'''

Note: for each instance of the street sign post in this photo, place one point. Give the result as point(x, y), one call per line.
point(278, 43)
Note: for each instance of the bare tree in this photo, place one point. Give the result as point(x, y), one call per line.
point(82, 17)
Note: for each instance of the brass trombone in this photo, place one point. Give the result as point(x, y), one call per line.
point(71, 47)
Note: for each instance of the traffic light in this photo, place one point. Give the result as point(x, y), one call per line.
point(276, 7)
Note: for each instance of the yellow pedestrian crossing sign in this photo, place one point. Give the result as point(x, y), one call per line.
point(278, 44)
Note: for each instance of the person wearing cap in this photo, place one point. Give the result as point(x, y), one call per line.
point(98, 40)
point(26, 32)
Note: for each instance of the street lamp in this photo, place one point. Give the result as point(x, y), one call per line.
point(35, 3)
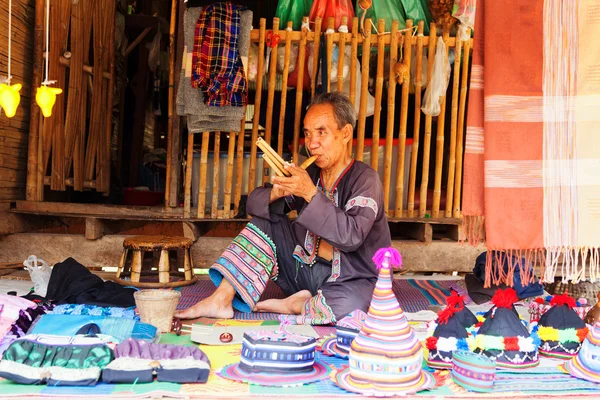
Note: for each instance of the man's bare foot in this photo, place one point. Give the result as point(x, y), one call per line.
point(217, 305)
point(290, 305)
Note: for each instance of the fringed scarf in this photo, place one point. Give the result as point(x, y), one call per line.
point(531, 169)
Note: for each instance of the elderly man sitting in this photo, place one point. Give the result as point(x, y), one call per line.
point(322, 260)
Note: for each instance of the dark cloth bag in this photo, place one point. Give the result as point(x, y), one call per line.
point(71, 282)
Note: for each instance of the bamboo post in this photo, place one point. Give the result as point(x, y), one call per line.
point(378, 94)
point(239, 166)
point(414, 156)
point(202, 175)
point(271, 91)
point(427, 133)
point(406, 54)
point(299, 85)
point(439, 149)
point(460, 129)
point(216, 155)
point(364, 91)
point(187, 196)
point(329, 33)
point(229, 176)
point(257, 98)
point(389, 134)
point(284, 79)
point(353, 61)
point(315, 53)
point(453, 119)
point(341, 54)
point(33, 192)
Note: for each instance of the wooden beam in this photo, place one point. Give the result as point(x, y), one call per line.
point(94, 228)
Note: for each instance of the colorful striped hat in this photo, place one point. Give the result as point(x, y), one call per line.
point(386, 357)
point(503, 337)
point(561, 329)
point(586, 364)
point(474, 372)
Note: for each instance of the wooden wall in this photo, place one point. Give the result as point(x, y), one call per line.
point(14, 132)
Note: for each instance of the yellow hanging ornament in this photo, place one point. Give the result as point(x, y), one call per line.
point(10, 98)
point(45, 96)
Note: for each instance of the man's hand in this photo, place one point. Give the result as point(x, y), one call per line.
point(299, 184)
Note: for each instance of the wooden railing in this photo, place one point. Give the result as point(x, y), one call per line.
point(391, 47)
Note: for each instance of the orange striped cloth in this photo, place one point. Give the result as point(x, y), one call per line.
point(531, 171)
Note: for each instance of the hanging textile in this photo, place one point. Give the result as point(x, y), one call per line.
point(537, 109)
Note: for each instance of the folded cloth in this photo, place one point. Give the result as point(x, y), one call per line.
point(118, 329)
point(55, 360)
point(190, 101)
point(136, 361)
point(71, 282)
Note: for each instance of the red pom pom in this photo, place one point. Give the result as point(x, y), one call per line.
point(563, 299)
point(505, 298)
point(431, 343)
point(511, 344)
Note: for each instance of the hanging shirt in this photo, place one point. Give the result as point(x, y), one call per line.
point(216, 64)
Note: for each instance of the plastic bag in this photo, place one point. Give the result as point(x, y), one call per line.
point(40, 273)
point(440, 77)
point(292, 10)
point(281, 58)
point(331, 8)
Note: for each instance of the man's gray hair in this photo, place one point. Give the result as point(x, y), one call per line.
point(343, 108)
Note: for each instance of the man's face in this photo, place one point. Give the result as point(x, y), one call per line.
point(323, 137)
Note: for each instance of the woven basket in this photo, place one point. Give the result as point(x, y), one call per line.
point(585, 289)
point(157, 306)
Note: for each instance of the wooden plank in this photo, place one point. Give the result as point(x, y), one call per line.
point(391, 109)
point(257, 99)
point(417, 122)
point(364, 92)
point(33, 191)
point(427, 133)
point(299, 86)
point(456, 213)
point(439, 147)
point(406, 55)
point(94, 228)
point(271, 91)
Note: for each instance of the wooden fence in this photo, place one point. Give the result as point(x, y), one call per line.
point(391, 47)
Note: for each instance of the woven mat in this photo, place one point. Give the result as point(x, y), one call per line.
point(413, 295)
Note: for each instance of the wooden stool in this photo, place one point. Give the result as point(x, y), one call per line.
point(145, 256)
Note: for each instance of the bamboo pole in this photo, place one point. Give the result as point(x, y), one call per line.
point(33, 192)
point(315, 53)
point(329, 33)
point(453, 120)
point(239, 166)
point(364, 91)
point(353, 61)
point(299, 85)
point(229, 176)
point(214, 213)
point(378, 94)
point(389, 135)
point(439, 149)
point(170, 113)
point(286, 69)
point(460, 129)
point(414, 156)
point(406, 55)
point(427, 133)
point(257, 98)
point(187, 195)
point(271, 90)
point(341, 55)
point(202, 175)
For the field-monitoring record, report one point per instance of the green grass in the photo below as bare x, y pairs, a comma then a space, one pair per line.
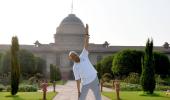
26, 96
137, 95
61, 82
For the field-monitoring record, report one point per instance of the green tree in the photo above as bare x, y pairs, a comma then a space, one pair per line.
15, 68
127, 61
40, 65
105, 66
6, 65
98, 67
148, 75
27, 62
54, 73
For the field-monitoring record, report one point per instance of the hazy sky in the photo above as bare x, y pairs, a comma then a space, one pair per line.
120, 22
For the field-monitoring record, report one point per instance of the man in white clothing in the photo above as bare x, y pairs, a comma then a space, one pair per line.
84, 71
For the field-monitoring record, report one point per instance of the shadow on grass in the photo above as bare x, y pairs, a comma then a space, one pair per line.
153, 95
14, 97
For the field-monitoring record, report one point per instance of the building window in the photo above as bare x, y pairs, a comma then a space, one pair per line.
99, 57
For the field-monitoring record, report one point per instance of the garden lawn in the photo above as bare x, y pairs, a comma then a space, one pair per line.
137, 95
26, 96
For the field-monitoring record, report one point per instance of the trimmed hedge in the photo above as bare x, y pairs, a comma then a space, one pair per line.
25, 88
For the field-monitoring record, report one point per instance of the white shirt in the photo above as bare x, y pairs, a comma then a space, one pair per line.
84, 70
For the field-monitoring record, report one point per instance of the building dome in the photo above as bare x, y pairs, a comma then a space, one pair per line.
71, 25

'''

**Set exercise**
Can you return, word for word, the lines of the material from the one containing "Note: for each instance of the man's gray" through the one containing "point(413, 295)", including both of those lines?

**Written response**
Note: for each instance of the man's gray hair in this photo, place one point. Give the result as point(x, y), one call per line.
point(343, 108)
Note: for each instance of the man's face in this photo, place one point. Give the result as point(x, y), one call per line.
point(323, 137)
Note: for each instance of the woven basket in this photo, place one point. Give the result as point(x, y), one call per line.
point(585, 289)
point(157, 306)
Note: for each instance of the wooden plank in this photo, place one point. Give the result as point(x, y), one call per line.
point(391, 109)
point(257, 99)
point(417, 122)
point(364, 92)
point(33, 191)
point(427, 133)
point(299, 86)
point(456, 213)
point(439, 147)
point(406, 55)
point(94, 228)
point(271, 91)
Note: for each instance of the wooden fence in this photo, place one point. Give the result as point(x, y), one call per line.
point(391, 47)
Note: for each instance of the woven mat in this photo, place one point. Give the result as point(x, y), one call per line.
point(413, 295)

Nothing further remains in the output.